(Task goal) Reproduce the material below verbatim, line for line.

(Exercise materials)

* * * * * * *

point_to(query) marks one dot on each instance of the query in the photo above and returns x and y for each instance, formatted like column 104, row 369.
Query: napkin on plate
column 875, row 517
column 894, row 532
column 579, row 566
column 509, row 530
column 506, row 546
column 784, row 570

* * * * * * *

(Solution)
point_to(query) marks one dot on each instance of the query in the photo above and returns x and y for each instance, formatted like column 104, row 369.
Query: napkin on plate
column 875, row 517
column 894, row 532
column 579, row 566
column 509, row 530
column 506, row 546
column 784, row 570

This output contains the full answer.